Request:
Please rewrite the lines starting at the first one below and ending at the line containing "left=2, top=5, right=500, bottom=229", both included, multiplying every coordinate in the answers by 0.7 and rounding to whole numbers, with halves rounded up. Keep all other text in those lines unchanged, give only those lines, and leave the pictures out.

The records:
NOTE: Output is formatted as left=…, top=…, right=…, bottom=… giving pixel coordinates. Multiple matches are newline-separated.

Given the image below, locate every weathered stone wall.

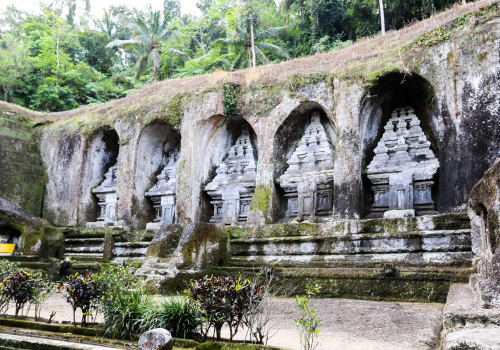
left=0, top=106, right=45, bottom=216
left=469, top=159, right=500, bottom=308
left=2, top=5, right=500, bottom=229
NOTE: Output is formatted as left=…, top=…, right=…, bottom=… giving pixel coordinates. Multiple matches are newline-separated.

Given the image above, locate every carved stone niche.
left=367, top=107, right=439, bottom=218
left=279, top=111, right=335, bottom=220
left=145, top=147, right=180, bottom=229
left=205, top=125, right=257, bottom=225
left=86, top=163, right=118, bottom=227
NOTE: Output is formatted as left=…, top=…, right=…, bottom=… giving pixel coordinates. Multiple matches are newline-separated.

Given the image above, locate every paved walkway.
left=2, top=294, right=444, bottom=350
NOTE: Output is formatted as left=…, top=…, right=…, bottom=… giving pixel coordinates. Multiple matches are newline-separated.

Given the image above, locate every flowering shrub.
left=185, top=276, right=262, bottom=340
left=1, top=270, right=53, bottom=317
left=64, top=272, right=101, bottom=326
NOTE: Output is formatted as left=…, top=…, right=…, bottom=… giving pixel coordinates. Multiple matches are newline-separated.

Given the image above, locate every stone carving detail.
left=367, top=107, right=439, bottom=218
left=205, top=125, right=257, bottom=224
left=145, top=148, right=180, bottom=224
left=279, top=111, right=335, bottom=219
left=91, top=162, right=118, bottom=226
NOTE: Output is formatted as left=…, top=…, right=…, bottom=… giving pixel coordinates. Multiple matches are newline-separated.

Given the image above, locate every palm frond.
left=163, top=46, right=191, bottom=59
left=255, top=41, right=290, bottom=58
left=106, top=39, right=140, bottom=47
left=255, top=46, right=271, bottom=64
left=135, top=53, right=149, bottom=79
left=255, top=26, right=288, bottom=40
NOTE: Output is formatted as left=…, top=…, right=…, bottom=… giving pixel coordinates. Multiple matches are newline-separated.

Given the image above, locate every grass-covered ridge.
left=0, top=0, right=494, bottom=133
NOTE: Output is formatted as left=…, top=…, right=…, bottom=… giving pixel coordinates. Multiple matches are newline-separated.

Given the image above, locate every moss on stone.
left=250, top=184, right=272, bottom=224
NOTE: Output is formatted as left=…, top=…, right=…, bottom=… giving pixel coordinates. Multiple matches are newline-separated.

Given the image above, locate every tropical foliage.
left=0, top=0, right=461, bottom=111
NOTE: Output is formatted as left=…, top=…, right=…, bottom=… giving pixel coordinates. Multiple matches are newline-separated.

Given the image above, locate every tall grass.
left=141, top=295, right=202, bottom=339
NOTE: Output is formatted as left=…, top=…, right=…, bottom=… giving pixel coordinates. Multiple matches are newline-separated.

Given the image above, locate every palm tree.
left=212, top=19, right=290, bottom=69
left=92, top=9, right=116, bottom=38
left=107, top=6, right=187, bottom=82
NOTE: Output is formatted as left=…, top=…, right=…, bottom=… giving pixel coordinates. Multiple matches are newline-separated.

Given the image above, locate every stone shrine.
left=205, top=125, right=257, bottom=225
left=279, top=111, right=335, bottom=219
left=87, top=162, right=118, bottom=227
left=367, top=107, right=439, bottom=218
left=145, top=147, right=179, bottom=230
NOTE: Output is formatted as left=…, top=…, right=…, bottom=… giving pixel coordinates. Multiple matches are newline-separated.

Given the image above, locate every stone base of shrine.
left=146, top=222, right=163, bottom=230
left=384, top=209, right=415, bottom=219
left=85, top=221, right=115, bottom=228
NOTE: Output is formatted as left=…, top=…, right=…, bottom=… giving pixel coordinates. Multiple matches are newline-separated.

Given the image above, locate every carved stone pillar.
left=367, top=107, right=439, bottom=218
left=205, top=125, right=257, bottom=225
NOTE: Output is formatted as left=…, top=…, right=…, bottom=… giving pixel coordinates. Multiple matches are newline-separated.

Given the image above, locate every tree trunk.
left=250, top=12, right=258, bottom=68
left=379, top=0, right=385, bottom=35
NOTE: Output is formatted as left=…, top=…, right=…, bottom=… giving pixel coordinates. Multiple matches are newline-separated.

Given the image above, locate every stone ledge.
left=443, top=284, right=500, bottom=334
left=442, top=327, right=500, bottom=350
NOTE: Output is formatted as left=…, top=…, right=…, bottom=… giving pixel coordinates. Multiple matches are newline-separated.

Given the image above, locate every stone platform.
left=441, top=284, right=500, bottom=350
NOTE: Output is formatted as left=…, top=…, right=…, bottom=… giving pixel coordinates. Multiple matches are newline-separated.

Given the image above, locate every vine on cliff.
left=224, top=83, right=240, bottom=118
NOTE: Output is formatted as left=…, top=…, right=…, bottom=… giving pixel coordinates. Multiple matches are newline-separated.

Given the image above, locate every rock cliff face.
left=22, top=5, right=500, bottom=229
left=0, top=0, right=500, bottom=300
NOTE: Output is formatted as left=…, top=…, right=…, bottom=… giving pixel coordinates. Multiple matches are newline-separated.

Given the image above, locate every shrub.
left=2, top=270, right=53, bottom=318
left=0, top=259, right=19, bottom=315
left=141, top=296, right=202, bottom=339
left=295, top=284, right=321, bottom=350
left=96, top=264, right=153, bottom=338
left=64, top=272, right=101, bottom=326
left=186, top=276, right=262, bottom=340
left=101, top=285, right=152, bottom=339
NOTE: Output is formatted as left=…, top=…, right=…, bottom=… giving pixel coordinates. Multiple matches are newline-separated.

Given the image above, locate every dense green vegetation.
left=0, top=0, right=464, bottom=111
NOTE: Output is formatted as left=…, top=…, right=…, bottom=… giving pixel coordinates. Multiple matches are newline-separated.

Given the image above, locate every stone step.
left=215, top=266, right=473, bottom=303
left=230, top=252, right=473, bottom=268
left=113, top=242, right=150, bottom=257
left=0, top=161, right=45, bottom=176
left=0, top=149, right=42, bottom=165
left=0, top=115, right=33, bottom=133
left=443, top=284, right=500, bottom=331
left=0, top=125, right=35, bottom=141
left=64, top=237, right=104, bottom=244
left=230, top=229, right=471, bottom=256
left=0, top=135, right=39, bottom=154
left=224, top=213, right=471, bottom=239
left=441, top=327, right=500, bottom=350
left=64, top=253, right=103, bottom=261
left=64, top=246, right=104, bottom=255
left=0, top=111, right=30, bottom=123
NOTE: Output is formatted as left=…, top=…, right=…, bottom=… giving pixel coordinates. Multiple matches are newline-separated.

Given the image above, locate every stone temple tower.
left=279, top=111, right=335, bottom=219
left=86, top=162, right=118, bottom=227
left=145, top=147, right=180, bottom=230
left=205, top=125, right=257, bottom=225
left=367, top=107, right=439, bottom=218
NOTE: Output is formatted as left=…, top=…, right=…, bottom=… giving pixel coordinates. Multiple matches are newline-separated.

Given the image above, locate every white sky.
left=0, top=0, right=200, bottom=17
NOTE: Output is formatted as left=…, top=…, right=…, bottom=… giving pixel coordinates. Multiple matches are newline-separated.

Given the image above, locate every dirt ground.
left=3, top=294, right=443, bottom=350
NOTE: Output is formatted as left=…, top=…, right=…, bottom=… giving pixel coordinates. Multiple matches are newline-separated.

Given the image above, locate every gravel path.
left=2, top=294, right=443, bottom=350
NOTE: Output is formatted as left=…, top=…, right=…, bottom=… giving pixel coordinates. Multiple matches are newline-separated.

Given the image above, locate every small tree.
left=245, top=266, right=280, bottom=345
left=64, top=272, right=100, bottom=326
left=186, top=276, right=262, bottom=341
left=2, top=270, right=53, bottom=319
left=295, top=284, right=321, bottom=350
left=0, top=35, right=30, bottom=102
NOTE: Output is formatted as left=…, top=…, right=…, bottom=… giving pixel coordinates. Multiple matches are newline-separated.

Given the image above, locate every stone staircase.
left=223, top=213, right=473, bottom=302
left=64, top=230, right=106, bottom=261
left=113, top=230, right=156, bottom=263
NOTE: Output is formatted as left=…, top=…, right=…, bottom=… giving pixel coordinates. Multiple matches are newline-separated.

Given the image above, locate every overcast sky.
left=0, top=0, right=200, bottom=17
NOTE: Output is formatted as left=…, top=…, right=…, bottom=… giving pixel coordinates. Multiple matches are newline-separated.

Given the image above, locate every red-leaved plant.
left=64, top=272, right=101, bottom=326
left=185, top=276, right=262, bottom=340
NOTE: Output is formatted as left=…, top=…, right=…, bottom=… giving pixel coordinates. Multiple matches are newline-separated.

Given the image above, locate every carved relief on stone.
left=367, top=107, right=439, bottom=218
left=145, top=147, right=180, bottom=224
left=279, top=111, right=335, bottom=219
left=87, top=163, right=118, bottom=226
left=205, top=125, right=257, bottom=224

Answer:
NOTE: Output is formatted as left=…, top=…, right=…, bottom=… giving pixel coordinates. Multiple matches are newline-separated.

Given the image below, locate every weathered stone wall.

left=0, top=74, right=32, bottom=151
left=328, top=111, right=350, bottom=216
left=1, top=4, right=350, bottom=160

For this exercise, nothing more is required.